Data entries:
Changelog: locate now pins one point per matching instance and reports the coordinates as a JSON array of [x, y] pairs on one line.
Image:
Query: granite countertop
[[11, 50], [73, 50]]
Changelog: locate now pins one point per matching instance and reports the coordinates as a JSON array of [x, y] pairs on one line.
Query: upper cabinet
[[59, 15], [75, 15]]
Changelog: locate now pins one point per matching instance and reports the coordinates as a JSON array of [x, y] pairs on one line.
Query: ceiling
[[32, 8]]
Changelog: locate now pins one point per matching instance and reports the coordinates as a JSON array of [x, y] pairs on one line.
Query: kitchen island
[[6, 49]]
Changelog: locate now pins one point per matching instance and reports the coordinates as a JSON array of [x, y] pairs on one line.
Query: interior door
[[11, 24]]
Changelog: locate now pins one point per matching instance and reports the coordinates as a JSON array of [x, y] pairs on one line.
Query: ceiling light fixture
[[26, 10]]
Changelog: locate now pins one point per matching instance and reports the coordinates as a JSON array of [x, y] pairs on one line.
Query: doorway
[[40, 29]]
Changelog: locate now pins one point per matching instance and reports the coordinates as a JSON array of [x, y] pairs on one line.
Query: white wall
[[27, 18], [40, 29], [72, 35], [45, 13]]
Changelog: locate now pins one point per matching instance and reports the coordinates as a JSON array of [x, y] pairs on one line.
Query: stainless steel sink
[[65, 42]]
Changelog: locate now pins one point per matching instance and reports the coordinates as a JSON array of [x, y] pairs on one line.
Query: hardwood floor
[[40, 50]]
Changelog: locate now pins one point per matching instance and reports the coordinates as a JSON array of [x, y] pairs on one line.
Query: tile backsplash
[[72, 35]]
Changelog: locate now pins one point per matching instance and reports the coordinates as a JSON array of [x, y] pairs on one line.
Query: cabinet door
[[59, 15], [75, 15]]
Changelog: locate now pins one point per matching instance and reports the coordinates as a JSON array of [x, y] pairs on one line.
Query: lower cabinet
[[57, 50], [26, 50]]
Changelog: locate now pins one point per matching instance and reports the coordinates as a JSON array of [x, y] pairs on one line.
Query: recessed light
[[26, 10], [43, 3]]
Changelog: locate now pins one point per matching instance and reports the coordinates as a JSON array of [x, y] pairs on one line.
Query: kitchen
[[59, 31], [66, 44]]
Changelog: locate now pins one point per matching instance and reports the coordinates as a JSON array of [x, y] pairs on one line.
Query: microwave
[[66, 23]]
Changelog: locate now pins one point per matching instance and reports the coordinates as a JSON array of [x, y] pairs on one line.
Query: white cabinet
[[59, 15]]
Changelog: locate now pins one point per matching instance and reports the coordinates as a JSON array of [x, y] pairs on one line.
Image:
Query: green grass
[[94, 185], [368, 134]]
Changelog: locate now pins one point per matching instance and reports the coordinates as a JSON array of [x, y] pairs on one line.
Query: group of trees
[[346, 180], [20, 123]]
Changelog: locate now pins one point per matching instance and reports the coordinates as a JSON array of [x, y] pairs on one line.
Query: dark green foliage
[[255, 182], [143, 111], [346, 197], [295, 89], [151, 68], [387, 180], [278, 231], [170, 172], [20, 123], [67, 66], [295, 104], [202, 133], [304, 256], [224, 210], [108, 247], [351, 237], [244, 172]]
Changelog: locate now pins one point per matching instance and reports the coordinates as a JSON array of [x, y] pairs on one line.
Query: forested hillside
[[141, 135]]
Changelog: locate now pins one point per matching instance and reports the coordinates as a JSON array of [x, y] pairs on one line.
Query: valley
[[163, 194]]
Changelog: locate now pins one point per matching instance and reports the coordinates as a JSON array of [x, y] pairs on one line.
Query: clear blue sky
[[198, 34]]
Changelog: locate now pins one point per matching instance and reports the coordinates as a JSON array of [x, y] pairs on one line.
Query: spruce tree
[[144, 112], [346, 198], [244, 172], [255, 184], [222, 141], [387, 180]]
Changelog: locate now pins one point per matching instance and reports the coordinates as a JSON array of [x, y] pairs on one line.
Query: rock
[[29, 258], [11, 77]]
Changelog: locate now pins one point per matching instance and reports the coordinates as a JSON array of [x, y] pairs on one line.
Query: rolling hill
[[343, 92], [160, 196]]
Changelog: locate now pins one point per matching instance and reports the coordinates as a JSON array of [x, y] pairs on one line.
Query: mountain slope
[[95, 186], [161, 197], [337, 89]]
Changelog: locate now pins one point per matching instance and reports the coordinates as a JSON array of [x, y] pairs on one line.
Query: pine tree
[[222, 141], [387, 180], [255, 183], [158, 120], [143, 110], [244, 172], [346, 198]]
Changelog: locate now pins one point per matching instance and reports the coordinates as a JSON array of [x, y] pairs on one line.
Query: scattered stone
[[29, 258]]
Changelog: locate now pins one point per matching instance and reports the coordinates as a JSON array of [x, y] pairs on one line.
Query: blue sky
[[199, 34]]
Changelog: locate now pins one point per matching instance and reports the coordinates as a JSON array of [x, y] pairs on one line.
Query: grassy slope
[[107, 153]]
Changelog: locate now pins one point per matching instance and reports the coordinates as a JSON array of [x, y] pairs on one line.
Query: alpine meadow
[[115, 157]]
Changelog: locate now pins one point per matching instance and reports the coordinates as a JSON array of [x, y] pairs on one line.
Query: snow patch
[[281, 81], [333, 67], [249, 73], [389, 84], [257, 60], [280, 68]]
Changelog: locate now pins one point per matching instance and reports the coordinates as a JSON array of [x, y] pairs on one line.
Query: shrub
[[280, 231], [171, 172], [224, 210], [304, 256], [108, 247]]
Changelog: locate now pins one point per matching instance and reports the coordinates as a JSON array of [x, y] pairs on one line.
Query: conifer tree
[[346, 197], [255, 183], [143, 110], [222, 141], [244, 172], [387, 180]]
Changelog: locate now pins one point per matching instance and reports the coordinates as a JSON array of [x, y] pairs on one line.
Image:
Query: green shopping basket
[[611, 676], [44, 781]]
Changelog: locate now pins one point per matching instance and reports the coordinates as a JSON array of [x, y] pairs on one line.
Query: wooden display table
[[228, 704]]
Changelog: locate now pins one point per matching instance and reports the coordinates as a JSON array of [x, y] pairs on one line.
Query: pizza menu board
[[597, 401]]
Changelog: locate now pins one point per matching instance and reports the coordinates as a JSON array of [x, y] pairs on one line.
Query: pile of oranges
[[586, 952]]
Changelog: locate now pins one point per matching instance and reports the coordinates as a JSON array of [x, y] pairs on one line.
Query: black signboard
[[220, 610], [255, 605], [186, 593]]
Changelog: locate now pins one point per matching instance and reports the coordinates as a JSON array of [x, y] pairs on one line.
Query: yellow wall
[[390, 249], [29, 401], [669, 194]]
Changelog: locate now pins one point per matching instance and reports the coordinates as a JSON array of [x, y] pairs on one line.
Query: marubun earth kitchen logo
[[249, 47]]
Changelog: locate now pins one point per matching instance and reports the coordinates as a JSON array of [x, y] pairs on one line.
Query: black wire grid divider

● WORK TO COMPLETE: Repeat all the lines above, keeping them exactly as they are.

● RESULT OF THIS EXERCISE:
Changelog: locate now pins one point per matching instance and reports the coordinates as a JSON array of [x, y] pairs on one line.
Image:
Query: granite countertop
[[11, 50], [73, 50]]
Changelog: locate now pins one point per matching instance and reports the coordinates as a JSON array of [x, y] pairs on one line.
Query: upper cabinet
[[59, 15], [75, 15]]
Changelog: locate now pins one point per matching instance and reports the coordinates as a JSON array of [x, y] pairs on one line.
Query: ceiling
[[32, 8]]
Changelog: locate now pins one point per matching instance and reports the coordinates as a JSON array of [x, y] pairs on one line.
Query: kitchen island
[[6, 49]]
Changelog: locate now pins one point per matching instance and reports the coordinates as a JSON array of [x, y] pairs on one line.
Query: interior door
[[11, 24]]
Changelog: locate now pins one point per matching instance and reports the coordinates as a JSON array of [x, y] pairs on one line.
Query: ceiling light fixture
[[26, 10]]
Changelog: locate now pins one point per matching instance and reports the coordinates as a JSON array of [x, y] pairs on one line.
Query: doorway
[[40, 29]]
Changelog: locate now pins one point per matching instance and reports the coordinates as a JSON array of [x, y] pairs on one line.
Query: white wall
[[27, 18], [40, 29], [72, 35], [45, 13]]
Changelog: locate now pins one point per matching instance and reports the coordinates as a JSON array of [x, y] pairs on one line.
Query: stainless steel sink
[[65, 42]]
Changelog: locate now pins one point per matching instance and reports the coordinates as a JSON array of [x, y] pairs on one line.
Query: hardwood floor
[[40, 50]]
Changelog: locate now pins one point per matching instance and reports the coordinates as a JSON array of [x, y] pairs on one line.
Query: tile backsplash
[[72, 35]]
Changelog: locate now pins one point per matching instance and reports the coordinates as a JSON array of [x, y] pairs on one line.
Query: cabinet door
[[59, 15], [75, 15]]
Changelog: locate now pins one point per matching instance and reports the coordinates as a JSON array of [x, y] pairs on one line.
Query: lower cabinet
[[57, 50], [26, 50]]
Changelog: locate now pins one point per matching instance and reports the coordinates as a JSON array of [x, y] pairs on one line.
Query: recessed light
[[26, 10], [43, 3]]
Changelog: locate now pins one point per matching instance and reports the coordinates as a JSON array of [x, y] pairs on one line.
Query: kitchen
[[59, 31], [66, 44]]
Changelog: locate now pins one point per matching instance and reports the coordinates as a JSON array of [x, y] pairs on one line.
Query: microwave
[[66, 23]]
Changelog: locate now pins one point per matching instance and reports the coordinates as a JSON array of [x, y] pairs on one line.
Query: white cabinet
[[59, 15]]
Changelog: locate now pins one point per matching instance and reports the coordinates as a JSON array of [x, y] pairs on one line.
Image:
Query: green grass
[[94, 185], [368, 134]]
Changelog: locate now pins one point per matching instance and reports the coordinates as a JSON array of [x, y] pairs on one line.
Query: group of trees
[[346, 180], [20, 123]]
Changelog: locate now pins one point per matching instance and reports the coordinates as a JSON array of [x, y] pairs on one line.
Query: dark green foliage
[[255, 182], [143, 111], [346, 197], [295, 89], [151, 68], [387, 180], [278, 231], [170, 172], [20, 123], [67, 66], [295, 104], [202, 133], [304, 256], [224, 210], [108, 247], [351, 237], [244, 172]]
Changelog: locate now pins one point per matching instance and reports the coordinates as a JSON array of [x, y] pairs on one line.
Query: forested hillside
[[141, 135]]
Changelog: locate now pins one point per matching instance and reports the coordinates as a JSON array of [x, y] pairs on one line.
Query: valley
[[163, 194]]
Changelog: locate now pins one point per matching instance and reports the coordinates as a JSON array of [x, y] pairs on one line.
Query: clear blue sky
[[198, 34]]
Changelog: locate now pins one point per matching instance and reports the coordinates as a JSON array of [x, y] pairs on one line.
Query: spruce tree
[[144, 112], [346, 198], [244, 172], [255, 184], [222, 141], [387, 180]]
Changelog: locate now pins one point per matching instance and reports the coordinates as a JSON array of [x, y] pairs on one line.
Query: rock
[[29, 258], [11, 77]]
Changelog: locate now pins one point per matching instance and reports the coordinates as a JSON array of [x, y] pairs on one line.
Query: rolling hill
[[343, 92], [160, 196]]
Changelog: locate now pins one point per matching instance and reports the coordinates as a JSON array of [x, y] pairs on one line.
Query: mountain slope
[[95, 186], [161, 197], [337, 89]]
Changelog: locate now pins one point per matching instance and reports the coordinates as a JSON array of [x, y] pairs on one line.
Query: pine tree
[[222, 141], [387, 180], [255, 183], [158, 120], [143, 110], [244, 172], [346, 198]]
Changelog: locate now pins one point per matching instance and reports the coordinates as a JSON array of [x, y] pairs on one line.
Query: scattered stone
[[29, 258]]
Changelog: locate now pins one point per matching instance and reports the coordinates as a JSON array of [x, y] pairs on one line.
Query: blue sky
[[199, 34]]
Changelog: locate now pins one point per matching instance and reports the coordinates as a JSON array of [x, y] pairs on one line.
Query: grassy slope
[[107, 153]]
Changelog: locate now pins one point per matching instance and reports the coordinates as a JSON array of [x, y] pairs on one line.
Query: alpine meadow
[[115, 157]]
Changelog: locate now pins one point per matching instance and reports the coordinates as a JSON array of [x, y] pairs on one line.
Query: snow patch
[[281, 81], [333, 67], [249, 73], [389, 84], [257, 60], [280, 68]]
Changelog: locate now pins one point per matching instance and reports the coordinates as a JSON array of [x, y] pairs on one line.
Query: shrub
[[280, 231], [171, 172], [224, 210], [304, 256], [108, 247]]
Changelog: locate now pins one point per matching instance and reports the coordinates as a JSON array of [x, y] pairs on one line.
Query: conifer tree
[[346, 197], [255, 183], [143, 110], [222, 141], [244, 172], [387, 180]]
Changelog: locate now pins one point per matching instance and reports the coordinates as a JSON array of [x, y] pairs on one line.
Image:
Query: green shopping basket
[[611, 676], [44, 781]]
Changelog: locate now pins one point per matching instance and reports the coordinates as a JSON array of [x, y] pairs on one line.
Query: wooden display table
[[228, 704]]
Changelog: locate now pins one point per matching instance and reports the coordinates as a JSON array of [x, y] pairs on one line.
Query: pizza menu board
[[597, 401]]
Changelog: locate now pins one point per matching instance and reports the coordinates as a JSON array of [x, y] pairs on one line.
Query: pile of oranges
[[586, 952]]
Changelog: locate now pins one point per matching instance and reports the coordinates as a JSON array of [x, y] pairs on one line.
Query: black signboard
[[220, 610], [255, 605], [186, 593]]
Changelog: locate now pins one point per matching instance and reports the coordinates as a JSON array of [x, y] pairs on one line.
Query: yellow wall
[[390, 249], [29, 401], [669, 194]]
Changelog: locate now pins one point per matching instance and reports the coordinates as a JSON array of [x, y] pairs on one line.
Query: marubun earth kitchen logo
[[249, 47]]
Changelog: locate now pins one point per matching instance and reports the coordinates as a JSON array of [x, y] pairs on one line.
Query: black wire grid divider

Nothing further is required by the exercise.